**Task requirements**
Could the listing below be reproduced exactly, minus its pictures?

******

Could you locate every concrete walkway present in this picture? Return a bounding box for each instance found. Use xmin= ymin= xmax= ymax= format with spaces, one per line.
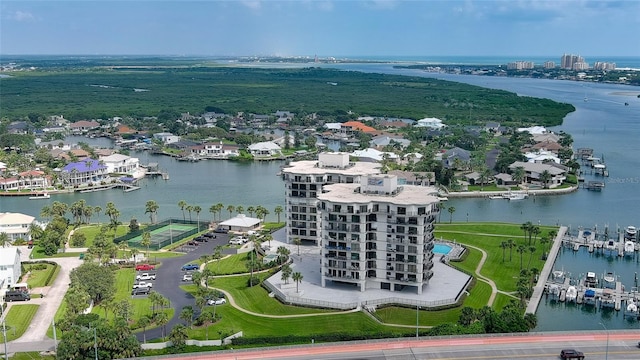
xmin=526 ymin=226 xmax=567 ymax=314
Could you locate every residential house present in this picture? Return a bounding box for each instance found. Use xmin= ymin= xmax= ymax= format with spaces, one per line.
xmin=6 ymin=122 xmax=29 ymax=135
xmin=525 ymin=150 xmax=561 ymax=164
xmin=59 ymin=159 xmax=108 ymax=186
xmin=484 ymin=122 xmax=501 ymax=133
xmin=0 ymin=247 xmax=22 ymax=289
xmin=153 ymin=132 xmax=180 ymax=144
xmin=0 ymin=212 xmax=35 ymax=242
xmin=351 ymin=148 xmax=398 ymax=163
xmin=37 ymin=140 xmax=71 ymax=151
xmin=442 ymin=147 xmax=471 ymax=169
xmin=517 ymin=126 xmax=547 ymax=135
xmin=415 ymin=117 xmax=446 ymax=129
xmin=494 ymin=173 xmax=519 ymax=187
xmin=69 ymin=120 xmax=100 ymax=134
xmin=532 ymin=133 xmax=560 ymax=143
xmin=388 ymin=170 xmax=436 ymax=185
xmin=190 ymin=141 xmax=240 ymax=158
xmin=508 ymin=161 xmax=566 ymax=188
xmin=274 ymin=110 xmax=294 ymax=122
xmin=370 ymin=135 xmax=411 ymax=149
xmin=248 ymin=141 xmax=281 ymax=157
xmin=531 ymin=141 xmax=564 ymax=155
xmin=100 ymin=154 xmax=140 ymax=176
xmin=464 ymin=171 xmax=493 ymax=186
xmin=0 ymin=170 xmax=49 ymax=191
xmin=341 ymin=121 xmax=377 ymax=137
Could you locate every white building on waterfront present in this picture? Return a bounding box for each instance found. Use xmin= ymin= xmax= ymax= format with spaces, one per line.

******

**Task response**
Could you locate every concrete walkway present in this picture? Return a bounding box for each instance found. Use xmin= ymin= xmax= ymax= format with spaces, one per line.
xmin=526 ymin=226 xmax=567 ymax=314
Could you locate every residential house present in this picture? Return a bounding box for each instance found. Use xmin= ymin= xmax= ymax= format with spaces, one per line.
xmin=6 ymin=122 xmax=29 ymax=135
xmin=525 ymin=150 xmax=561 ymax=164
xmin=59 ymin=159 xmax=108 ymax=186
xmin=484 ymin=122 xmax=501 ymax=133
xmin=0 ymin=247 xmax=22 ymax=289
xmin=153 ymin=132 xmax=180 ymax=144
xmin=0 ymin=212 xmax=35 ymax=242
xmin=351 ymin=148 xmax=398 ymax=163
xmin=37 ymin=140 xmax=71 ymax=151
xmin=442 ymin=147 xmax=471 ymax=169
xmin=517 ymin=126 xmax=547 ymax=135
xmin=415 ymin=117 xmax=446 ymax=129
xmin=494 ymin=173 xmax=519 ymax=187
xmin=69 ymin=120 xmax=100 ymax=134
xmin=532 ymin=133 xmax=560 ymax=143
xmin=388 ymin=170 xmax=436 ymax=185
xmin=190 ymin=141 xmax=240 ymax=158
xmin=508 ymin=161 xmax=566 ymax=188
xmin=274 ymin=110 xmax=294 ymax=122
xmin=370 ymin=135 xmax=411 ymax=149
xmin=248 ymin=141 xmax=281 ymax=157
xmin=531 ymin=141 xmax=564 ymax=155
xmin=100 ymin=154 xmax=140 ymax=176
xmin=464 ymin=171 xmax=493 ymax=186
xmin=0 ymin=170 xmax=49 ymax=191
xmin=341 ymin=121 xmax=377 ymax=137
Could you locate every white building on waterfront present in this picture? Return a bounding box for each instance found. Use xmin= ymin= xmax= ymax= format with spaces, one per line.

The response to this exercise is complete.